## WORK ORDER
Write out the entries exactly, leaving out every picture.

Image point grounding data

★ ★ ★ ★

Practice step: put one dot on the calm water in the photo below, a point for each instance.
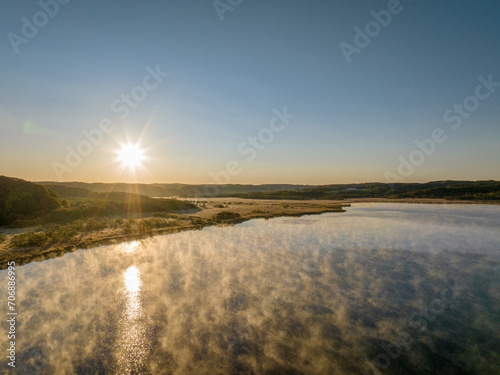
(382, 288)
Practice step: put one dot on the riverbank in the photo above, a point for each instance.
(56, 240)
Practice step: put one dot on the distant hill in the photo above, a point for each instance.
(78, 189)
(455, 190)
(20, 200)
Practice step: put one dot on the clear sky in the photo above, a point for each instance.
(351, 105)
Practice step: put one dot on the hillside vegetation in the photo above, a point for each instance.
(23, 200)
(168, 190)
(24, 203)
(451, 190)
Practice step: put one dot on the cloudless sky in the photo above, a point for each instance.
(354, 121)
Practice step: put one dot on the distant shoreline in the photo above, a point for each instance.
(183, 222)
(247, 209)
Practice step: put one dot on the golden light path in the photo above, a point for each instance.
(133, 342)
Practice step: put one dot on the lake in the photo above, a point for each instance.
(382, 288)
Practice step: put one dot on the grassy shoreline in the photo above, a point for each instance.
(56, 240)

★ ★ ★ ★

## RESPONSE TO THIS TASK
Practice step: put one dot on the calm water in the photo below, a point for each instance.
(382, 288)
Practice step: put one dot on the riverbank in the photo above, a point for each instance.
(56, 240)
Practice step: put one dot on the distant hill in the photo above, a point for each instance.
(78, 189)
(455, 190)
(20, 200)
Practice step: put one dot on the clear sky in the photo above, a point for each instance.
(351, 105)
Practice step: put one dot on the hillside vegetation in the photo above, a point for each instance.
(23, 200)
(168, 190)
(24, 203)
(451, 190)
Practice step: put one dot on the cloudless sky in the photo above, a point for each instance.
(354, 121)
Practice step: put one dot on the distant shoreline in the photo above, a point for each instance.
(183, 222)
(247, 209)
Practice step: put one dot on the golden light path in the photo above, a point for each instance.
(133, 342)
Practice step: put one dot on the lake in the photo above, a point for each instance.
(382, 288)
Practice step: put one dot on the grassy shoreline in the photo above, a point for each instance.
(56, 240)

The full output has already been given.